* start Passage given *

I strongly encourage you to read all of Adam's words. But I know you probably won't. Fine. I'll copy-paste some more:

There are a number of suggested 'best practices' around how sass/less/stylus etc. will help you build maintainable css. How mixins can make your code more DRY. How extends will keep your markup clean and pretty to look at. How BEM will make your code so perfect you want to cry.

But what is reality? What actually gets shipped to production? What do all of these tips and tricks do to our production css? How does it affect the whole team? More important, how are your end users affected?

When it comes to designing and shipping products I like to think about reality. Which can be challenging sometimes... But, if you don't accurately assess where you currently are and what your reality is, it can be pretty tough to figure out what your problems are.

Ok, I'm satisfied. Let's move on.

So you'll write less CSS, but isn't writing HTML harder now?

* end Passage given *

■ **Tasks and exercises**:
1. According to the CSS passage, what are mixins said to make your code?
2. Pull out the part of the CSS passage from "There are a" up to and including "Let's move on.".

* start Given records *

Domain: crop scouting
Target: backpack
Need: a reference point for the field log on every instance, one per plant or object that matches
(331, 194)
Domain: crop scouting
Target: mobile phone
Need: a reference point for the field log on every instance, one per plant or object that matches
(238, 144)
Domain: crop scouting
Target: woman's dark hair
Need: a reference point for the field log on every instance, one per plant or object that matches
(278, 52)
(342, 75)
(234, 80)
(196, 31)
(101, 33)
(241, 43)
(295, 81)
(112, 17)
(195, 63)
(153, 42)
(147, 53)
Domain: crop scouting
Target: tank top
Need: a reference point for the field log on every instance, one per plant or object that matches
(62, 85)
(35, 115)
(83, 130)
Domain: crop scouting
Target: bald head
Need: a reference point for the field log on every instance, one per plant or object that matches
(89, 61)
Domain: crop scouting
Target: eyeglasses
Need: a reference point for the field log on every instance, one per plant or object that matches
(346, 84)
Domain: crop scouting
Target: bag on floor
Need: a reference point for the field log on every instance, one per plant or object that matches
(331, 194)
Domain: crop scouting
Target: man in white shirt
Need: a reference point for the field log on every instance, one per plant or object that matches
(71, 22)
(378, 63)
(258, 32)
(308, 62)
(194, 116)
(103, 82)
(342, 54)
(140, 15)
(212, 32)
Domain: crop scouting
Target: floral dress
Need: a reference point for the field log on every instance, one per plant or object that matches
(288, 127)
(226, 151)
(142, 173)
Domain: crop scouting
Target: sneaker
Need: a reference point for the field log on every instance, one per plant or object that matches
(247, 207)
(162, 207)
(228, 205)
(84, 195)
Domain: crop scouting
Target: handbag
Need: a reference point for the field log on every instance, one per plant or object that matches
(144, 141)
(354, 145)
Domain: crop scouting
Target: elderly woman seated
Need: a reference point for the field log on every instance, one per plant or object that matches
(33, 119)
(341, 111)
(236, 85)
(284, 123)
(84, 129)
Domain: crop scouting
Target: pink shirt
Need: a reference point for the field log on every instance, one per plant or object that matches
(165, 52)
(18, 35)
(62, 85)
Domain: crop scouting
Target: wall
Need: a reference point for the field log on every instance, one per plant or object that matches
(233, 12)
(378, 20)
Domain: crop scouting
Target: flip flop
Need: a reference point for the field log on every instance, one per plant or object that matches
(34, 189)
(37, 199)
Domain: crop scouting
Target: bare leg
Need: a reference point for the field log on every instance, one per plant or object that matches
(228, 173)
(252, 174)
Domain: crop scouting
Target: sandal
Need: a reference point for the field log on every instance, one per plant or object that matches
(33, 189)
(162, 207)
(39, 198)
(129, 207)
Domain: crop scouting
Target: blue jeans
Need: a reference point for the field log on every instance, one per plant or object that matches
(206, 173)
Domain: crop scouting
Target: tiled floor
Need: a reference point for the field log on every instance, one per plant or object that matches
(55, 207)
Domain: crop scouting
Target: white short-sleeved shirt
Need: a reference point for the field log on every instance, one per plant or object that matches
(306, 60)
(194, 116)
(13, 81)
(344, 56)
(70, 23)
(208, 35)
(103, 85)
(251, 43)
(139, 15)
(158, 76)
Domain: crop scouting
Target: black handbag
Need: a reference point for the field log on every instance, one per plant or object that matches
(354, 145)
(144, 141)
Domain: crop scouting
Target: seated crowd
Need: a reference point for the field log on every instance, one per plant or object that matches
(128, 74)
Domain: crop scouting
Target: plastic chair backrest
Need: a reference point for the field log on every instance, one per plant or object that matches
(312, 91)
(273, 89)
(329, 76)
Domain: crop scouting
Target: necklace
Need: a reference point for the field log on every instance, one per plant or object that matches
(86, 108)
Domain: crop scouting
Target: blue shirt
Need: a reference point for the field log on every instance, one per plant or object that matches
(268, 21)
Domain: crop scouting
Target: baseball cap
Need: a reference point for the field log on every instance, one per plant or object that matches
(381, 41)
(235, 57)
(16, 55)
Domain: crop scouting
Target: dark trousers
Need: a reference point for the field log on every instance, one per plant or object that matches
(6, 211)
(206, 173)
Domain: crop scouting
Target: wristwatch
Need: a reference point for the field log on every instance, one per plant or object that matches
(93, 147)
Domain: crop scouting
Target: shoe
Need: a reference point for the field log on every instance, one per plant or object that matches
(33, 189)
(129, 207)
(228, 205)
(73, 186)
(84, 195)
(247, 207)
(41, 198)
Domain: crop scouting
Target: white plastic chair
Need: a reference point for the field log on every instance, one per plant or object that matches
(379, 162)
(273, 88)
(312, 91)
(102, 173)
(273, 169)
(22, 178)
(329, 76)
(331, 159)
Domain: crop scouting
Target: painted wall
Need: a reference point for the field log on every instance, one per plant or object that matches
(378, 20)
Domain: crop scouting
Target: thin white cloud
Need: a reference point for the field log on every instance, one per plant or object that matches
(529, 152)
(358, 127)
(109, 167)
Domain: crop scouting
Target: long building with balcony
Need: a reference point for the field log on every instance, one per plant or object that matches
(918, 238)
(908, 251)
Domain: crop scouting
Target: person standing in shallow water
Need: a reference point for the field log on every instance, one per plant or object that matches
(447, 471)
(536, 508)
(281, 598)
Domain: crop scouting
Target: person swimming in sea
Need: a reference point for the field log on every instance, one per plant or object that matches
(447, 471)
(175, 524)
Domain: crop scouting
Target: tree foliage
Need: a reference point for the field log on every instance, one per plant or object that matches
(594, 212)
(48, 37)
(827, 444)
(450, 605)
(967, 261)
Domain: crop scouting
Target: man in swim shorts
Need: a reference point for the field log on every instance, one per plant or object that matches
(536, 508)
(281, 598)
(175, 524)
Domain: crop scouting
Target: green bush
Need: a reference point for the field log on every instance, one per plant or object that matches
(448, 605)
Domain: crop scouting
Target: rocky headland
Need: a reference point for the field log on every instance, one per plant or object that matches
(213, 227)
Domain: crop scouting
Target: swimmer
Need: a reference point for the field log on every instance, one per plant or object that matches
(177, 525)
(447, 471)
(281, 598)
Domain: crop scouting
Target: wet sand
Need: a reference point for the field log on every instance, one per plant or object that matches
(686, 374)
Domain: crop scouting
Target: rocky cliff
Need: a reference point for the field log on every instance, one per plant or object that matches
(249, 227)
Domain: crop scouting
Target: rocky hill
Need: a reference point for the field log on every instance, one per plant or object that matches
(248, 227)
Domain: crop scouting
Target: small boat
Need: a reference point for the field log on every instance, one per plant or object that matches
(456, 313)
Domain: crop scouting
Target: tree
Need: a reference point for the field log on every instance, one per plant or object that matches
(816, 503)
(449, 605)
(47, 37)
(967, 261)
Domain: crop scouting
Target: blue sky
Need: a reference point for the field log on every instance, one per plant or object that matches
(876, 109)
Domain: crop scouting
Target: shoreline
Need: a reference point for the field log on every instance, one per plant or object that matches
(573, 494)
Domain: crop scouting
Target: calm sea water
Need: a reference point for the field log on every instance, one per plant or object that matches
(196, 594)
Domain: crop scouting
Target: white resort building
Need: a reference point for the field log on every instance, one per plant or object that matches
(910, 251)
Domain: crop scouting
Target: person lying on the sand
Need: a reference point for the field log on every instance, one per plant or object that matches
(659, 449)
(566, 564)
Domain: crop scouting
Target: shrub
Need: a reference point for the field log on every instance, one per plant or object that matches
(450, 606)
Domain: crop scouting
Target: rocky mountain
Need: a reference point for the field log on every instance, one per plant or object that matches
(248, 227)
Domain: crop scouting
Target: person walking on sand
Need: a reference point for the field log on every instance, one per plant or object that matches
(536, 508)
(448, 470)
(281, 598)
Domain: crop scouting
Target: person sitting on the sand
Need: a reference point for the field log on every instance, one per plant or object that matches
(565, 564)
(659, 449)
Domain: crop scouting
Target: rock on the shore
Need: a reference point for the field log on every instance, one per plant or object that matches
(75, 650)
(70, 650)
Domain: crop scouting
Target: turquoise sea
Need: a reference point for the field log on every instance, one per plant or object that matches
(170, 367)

* end Given records *

■ **Full solutions**:
1. More DRY.

2.
There are a number of suggested 'best practices' around how sass/less/stylus etc. will help you build maintainable css. How mixins can make your code more DRY. How extends will keep your markup clean and pretty to look at. How BEM will make your code so perfect you want to cry.

But what is reality? What actually gets shipped to production? What do all of these tips and tricks do to our production css? How does it affect the whole team? More important, how are your end users affected?

When it comes to designing and shipping products I like to think about reality. Which can be challenging sometimes... But, if you don't accurately assess where you currently are and what your reality is, it can be pretty tough to figure out what your problems are.

Ok, I'm satisfied. Let's move on.